━━━━━ ESTRATTO DEL DOCUMENTO

Cronache della città di Ur

Qualcuno non sia solo. Era stato questo poetico gruppo scultoreo di felliniana memoria a far vincere allo scultore palermitano Daniele Franzella (già vincitore del premio Axa nell’ambito del Talent Prize 2013) l’edizione 2014 del premio FAM Giovani che le Fabbriche Chiaramontane di Agrigento riservano ai giovani artisti siciliani. Ed è nell’ambito dello stesso premio che Franzella, nella sua prima residenza d’artista, ha inaugurato la sua mostra a Düsseldorf Cronache della città di Ur. Nel corso del suo soggiorno in Germania, con un atelier di scultura a disposizione, Franzella ha realizzato un nuovo ciclo di opere. Ancora una volta sculture in terracotta, anche se questa volta essa si mescola insieme ad altri materiali, diversi, come il lattice, il gesso, l’argilla, il cemento. Ancora una volta la malinconia investe i volumi e le espressioni incise nelle figure, ed ancora una volta, come già era stato per Qualcuno non sia solo, racconto, indagine psicologica e scavo si miscelano al materiale, mentre Franzella ancora lo modella. Escavazione nelle pieghe d’espressione, negli sguardi, nell’anima e nella memoria. Come nel caso di questa esposizione che pare essere una summa di tutti quegli elementi che fanno della scultura di Franzella una poetica narrazione.

━━━━━━━━━━

COMPITI DA SVOLGERE —
1. Secondo il testo su Franzella, quali materiali si mescolano alla terracotta nel nuovo ciclo di opere?
2. Mostra ogni riga dell'elenco che contiene la stringa "beige", distinguendo tra maiuscole e minuscole.

━━━━━ DATI ESTRATTI

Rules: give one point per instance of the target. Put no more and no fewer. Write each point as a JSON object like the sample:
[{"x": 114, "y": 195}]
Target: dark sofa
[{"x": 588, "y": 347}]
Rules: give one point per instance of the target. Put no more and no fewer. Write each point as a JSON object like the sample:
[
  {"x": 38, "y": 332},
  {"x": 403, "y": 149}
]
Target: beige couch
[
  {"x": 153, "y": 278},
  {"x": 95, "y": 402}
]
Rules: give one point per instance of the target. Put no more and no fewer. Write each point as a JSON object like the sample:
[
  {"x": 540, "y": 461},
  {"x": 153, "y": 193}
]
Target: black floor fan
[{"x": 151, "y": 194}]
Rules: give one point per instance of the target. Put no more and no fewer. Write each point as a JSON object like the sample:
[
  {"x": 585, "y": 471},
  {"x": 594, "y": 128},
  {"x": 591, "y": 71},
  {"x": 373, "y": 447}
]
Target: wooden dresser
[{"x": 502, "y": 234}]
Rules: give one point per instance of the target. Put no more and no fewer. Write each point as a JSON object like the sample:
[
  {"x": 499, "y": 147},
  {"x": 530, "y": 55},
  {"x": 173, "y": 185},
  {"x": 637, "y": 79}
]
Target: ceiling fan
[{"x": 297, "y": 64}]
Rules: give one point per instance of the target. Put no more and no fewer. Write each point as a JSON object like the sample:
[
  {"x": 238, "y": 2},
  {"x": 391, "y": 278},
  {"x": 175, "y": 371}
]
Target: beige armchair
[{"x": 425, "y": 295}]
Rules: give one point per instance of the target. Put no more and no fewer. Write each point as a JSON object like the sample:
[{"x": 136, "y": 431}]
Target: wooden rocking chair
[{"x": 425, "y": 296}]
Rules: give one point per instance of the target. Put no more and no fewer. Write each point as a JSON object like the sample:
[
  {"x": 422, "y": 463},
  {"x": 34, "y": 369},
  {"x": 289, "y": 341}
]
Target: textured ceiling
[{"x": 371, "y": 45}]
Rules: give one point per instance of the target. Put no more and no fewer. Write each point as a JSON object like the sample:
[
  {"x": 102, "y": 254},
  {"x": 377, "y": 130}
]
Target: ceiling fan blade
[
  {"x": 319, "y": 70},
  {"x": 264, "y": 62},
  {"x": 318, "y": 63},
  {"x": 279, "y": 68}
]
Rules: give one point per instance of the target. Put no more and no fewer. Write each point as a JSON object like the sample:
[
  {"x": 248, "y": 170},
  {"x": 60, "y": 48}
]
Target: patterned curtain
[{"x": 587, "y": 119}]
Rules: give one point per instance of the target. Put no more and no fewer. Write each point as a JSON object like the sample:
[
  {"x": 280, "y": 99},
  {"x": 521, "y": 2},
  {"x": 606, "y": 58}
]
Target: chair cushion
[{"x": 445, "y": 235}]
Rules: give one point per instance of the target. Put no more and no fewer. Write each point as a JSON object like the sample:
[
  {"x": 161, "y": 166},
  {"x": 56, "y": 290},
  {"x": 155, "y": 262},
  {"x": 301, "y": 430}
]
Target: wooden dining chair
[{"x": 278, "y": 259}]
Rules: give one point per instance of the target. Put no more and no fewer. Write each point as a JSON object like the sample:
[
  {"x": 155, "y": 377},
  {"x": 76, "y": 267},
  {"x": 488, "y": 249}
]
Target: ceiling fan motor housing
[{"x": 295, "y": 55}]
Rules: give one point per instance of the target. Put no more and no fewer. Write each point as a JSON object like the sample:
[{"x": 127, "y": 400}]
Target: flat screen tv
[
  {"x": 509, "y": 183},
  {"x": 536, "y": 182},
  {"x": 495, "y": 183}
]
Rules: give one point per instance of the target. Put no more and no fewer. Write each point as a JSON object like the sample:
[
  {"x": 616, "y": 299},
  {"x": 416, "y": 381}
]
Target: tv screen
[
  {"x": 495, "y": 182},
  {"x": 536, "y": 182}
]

━━━━━━━━━━

SOLUZIONI DEI PROBLEMI —
1. Il lattice, il gesso, l'argilla e il cemento.

2.
Target: beige couch
Target: beige armchair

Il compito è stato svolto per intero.